◆ TASK DIRECTIONS
How many lines in the records below contain the word "petal"? Reply with the number alone.

◆ RECORDS FOR THE EXERCISE
· · · · ·

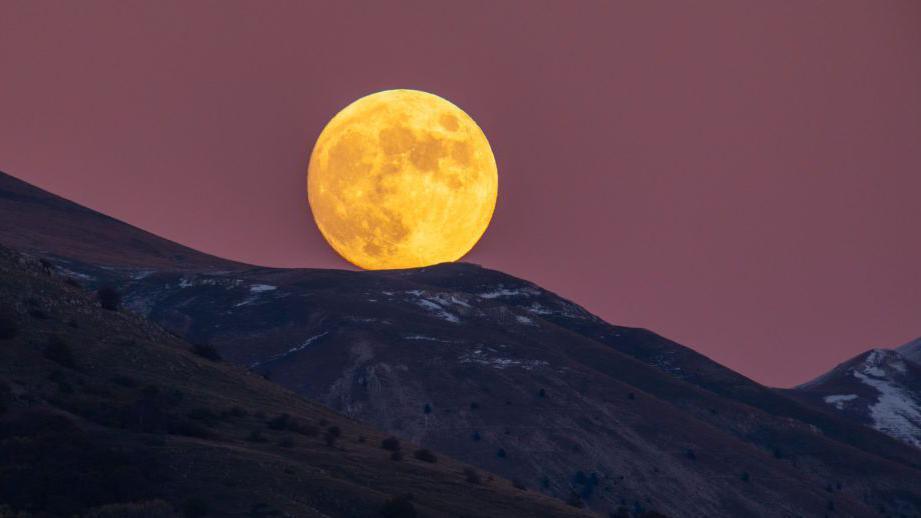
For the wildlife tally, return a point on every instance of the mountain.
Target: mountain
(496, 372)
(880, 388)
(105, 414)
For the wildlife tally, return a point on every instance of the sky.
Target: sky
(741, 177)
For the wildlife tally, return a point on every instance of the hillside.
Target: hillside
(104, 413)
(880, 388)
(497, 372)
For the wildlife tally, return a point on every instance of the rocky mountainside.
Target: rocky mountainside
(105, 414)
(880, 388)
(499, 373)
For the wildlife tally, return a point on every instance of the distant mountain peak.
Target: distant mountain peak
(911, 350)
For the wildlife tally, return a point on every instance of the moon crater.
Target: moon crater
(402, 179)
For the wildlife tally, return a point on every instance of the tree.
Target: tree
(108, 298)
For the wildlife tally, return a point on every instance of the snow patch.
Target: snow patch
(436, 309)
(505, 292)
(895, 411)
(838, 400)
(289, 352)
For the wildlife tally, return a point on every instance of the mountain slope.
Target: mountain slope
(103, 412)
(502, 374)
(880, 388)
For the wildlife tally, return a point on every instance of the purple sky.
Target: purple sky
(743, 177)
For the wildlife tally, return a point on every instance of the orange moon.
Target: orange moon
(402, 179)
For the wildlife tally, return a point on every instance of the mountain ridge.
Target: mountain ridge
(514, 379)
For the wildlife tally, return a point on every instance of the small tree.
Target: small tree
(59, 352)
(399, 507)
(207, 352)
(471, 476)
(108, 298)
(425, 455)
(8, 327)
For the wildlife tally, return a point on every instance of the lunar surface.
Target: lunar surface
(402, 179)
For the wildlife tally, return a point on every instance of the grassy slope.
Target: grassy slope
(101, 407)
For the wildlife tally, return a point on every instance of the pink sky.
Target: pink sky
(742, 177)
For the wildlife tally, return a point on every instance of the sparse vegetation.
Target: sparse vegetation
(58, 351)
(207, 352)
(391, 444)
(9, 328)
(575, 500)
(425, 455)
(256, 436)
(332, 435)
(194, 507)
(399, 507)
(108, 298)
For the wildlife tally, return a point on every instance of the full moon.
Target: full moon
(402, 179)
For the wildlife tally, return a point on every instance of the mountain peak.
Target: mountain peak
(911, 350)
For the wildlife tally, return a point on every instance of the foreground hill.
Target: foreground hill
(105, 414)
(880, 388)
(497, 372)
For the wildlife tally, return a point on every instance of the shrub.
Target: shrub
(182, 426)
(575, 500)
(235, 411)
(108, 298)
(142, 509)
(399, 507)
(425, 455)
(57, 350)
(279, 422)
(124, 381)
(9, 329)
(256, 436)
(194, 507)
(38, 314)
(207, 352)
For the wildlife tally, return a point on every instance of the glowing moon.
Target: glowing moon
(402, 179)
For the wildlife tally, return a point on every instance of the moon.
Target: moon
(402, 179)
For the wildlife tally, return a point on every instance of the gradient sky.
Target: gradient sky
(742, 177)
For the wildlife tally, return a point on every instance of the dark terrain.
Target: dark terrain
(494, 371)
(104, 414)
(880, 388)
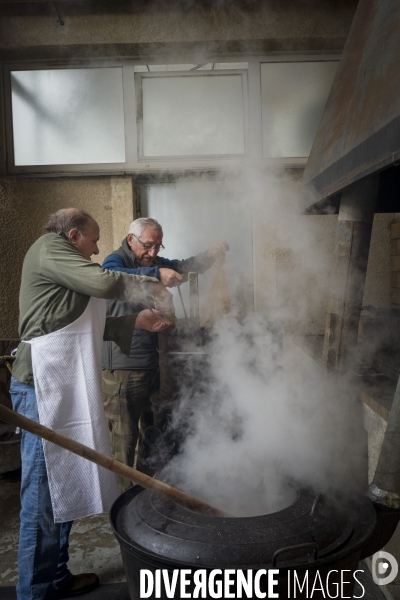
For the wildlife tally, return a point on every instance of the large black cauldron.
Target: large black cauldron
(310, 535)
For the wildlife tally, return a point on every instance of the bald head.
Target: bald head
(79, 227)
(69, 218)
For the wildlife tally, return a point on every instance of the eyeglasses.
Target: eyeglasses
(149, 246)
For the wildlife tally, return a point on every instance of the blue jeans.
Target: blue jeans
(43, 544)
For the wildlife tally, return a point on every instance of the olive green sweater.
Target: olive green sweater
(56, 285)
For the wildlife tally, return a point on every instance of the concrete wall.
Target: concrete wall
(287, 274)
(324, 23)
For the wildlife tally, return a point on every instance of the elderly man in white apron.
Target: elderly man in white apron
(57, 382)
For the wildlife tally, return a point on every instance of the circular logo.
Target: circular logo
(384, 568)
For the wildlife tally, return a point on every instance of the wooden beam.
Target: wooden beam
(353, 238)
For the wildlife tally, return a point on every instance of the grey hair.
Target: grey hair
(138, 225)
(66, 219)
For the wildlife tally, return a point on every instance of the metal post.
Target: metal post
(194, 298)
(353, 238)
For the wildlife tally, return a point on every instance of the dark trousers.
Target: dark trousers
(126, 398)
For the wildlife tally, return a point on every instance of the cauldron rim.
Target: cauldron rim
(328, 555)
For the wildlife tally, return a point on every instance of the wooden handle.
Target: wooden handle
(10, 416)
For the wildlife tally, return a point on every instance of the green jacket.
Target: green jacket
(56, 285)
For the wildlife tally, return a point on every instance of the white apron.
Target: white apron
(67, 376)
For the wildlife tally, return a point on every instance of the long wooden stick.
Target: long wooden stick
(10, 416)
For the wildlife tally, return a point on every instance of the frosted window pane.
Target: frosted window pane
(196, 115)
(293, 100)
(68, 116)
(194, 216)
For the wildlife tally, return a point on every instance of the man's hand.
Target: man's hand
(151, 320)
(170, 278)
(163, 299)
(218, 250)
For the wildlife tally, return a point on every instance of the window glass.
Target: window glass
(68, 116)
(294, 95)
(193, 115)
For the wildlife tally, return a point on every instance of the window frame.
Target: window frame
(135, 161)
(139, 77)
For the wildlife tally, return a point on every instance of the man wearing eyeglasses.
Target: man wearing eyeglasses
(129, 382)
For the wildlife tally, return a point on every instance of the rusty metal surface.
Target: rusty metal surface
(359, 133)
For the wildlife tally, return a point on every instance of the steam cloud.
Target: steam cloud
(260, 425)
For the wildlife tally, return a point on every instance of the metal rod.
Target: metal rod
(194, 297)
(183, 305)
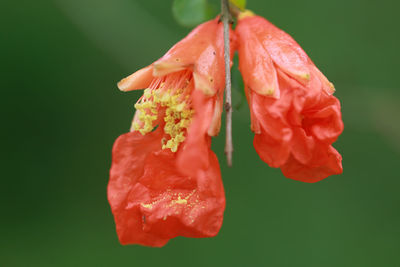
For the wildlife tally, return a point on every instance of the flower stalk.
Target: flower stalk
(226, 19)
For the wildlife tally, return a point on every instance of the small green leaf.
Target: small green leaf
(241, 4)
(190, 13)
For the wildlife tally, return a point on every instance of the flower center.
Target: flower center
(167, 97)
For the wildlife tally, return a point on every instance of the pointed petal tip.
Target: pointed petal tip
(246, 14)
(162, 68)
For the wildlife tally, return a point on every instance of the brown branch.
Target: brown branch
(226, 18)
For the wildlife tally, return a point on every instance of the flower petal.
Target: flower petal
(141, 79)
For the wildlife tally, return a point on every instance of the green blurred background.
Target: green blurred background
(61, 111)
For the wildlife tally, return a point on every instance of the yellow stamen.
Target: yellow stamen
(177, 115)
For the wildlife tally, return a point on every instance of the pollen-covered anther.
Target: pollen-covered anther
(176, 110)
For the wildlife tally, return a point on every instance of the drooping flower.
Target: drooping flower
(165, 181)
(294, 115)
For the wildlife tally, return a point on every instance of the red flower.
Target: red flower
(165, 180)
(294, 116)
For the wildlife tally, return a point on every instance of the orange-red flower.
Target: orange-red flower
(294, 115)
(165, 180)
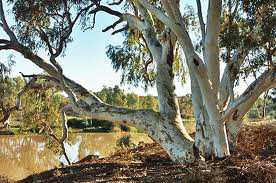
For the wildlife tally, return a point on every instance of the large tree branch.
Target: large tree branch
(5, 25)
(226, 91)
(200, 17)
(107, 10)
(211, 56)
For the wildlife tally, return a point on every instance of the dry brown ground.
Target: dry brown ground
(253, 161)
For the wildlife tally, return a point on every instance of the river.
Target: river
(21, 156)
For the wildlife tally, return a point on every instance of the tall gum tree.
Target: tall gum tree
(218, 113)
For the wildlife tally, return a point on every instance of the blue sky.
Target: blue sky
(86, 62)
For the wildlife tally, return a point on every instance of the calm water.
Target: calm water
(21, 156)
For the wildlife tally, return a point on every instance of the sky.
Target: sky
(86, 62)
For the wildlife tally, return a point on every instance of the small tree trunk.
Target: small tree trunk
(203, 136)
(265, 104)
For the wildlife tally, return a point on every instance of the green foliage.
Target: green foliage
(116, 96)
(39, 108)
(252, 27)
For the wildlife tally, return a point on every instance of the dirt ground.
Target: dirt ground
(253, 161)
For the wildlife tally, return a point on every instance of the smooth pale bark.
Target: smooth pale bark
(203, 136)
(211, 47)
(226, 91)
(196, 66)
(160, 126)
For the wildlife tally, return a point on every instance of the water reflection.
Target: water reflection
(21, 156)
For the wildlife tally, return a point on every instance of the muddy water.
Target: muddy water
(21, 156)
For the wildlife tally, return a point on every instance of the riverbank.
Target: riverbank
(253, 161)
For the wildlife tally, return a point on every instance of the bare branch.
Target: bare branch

· · · · ·

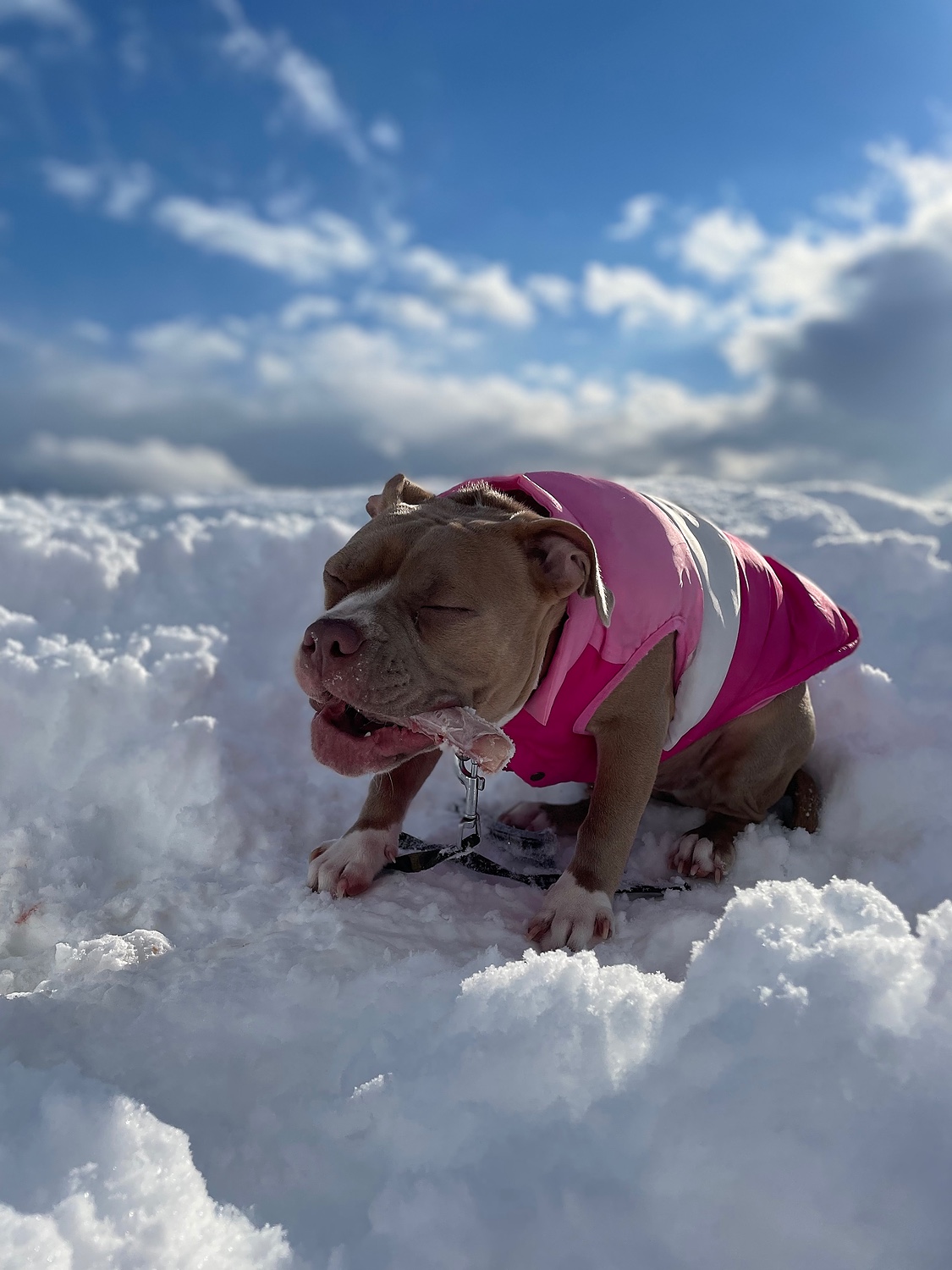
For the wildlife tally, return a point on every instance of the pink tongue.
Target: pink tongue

· · · · ·

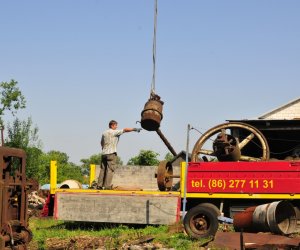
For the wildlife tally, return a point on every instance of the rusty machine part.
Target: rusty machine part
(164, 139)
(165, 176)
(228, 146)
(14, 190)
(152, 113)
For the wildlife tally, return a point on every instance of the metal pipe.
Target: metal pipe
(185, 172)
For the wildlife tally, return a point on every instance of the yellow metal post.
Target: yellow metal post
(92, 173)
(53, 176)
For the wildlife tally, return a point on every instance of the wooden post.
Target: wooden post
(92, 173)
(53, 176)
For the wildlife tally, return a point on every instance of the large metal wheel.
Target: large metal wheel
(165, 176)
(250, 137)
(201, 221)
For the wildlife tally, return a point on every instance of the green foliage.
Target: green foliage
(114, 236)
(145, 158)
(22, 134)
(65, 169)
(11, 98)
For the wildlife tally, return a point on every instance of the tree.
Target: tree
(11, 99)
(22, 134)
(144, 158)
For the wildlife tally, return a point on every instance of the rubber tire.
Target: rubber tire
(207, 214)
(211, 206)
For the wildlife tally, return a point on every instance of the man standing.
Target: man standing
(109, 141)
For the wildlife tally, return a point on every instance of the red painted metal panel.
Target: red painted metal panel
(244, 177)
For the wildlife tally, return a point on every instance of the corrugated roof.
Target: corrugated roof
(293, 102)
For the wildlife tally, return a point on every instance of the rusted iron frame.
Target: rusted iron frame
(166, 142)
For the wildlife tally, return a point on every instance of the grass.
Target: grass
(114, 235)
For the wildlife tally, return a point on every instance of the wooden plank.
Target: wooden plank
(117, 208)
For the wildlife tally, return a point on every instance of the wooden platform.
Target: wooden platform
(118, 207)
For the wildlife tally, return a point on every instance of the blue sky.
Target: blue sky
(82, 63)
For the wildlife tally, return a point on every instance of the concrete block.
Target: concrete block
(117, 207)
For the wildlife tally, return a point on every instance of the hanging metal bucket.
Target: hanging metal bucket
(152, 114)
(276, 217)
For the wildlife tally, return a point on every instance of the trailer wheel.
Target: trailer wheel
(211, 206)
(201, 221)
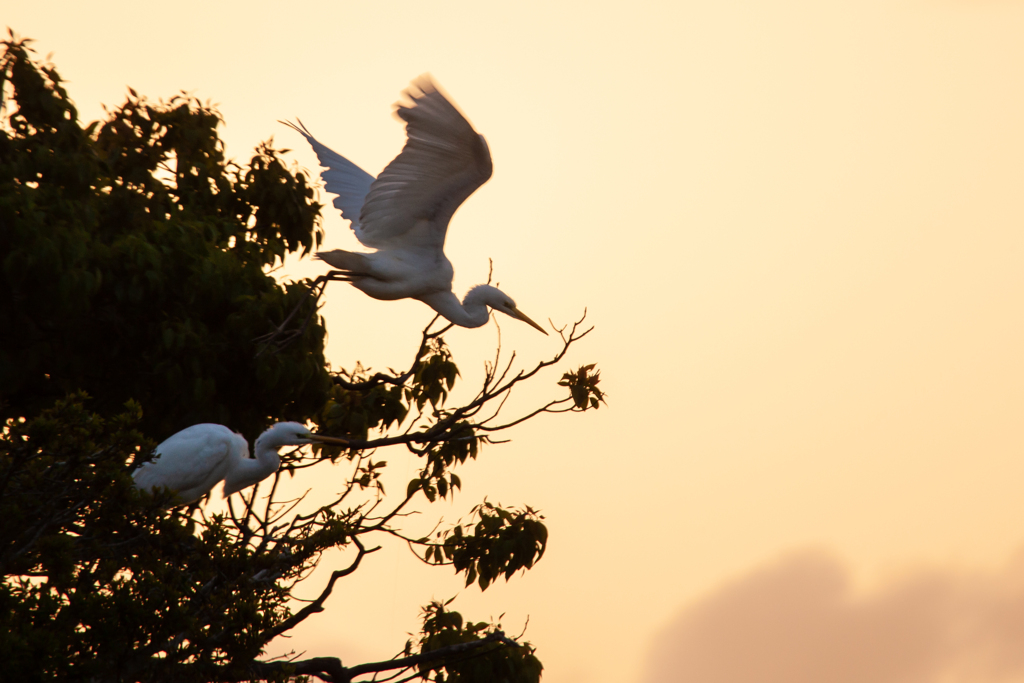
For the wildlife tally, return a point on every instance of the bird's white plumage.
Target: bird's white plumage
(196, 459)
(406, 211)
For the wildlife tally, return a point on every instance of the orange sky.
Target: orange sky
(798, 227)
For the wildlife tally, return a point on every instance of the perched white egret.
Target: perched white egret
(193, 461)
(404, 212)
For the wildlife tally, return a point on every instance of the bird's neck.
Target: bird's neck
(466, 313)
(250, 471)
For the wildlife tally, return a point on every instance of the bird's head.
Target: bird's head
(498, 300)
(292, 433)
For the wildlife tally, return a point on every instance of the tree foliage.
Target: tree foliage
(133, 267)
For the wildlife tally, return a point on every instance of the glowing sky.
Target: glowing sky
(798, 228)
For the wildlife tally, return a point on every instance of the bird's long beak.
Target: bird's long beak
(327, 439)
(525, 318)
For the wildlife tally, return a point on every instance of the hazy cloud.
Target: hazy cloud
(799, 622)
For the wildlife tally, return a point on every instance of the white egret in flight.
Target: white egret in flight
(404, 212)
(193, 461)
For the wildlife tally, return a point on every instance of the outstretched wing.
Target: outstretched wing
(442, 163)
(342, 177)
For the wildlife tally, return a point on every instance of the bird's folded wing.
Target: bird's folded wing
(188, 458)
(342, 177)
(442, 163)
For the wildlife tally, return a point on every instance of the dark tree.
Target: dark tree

· · · · ·

◆ SOLUTION TO THIS TASK
4